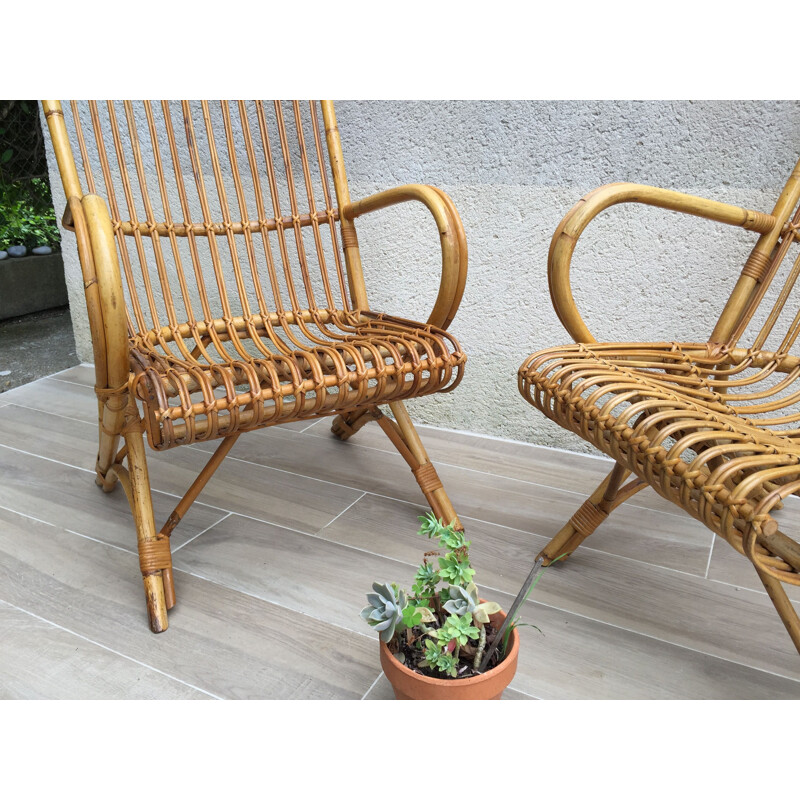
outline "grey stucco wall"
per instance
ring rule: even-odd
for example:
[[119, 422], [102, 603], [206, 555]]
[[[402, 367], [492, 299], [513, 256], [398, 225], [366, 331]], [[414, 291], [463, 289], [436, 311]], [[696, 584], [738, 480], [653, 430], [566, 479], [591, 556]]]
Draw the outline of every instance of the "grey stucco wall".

####

In the entries above, find each line with "instance" and list it.

--- Output ---
per instance
Draw the outline of every instance of the "grey stucco wall".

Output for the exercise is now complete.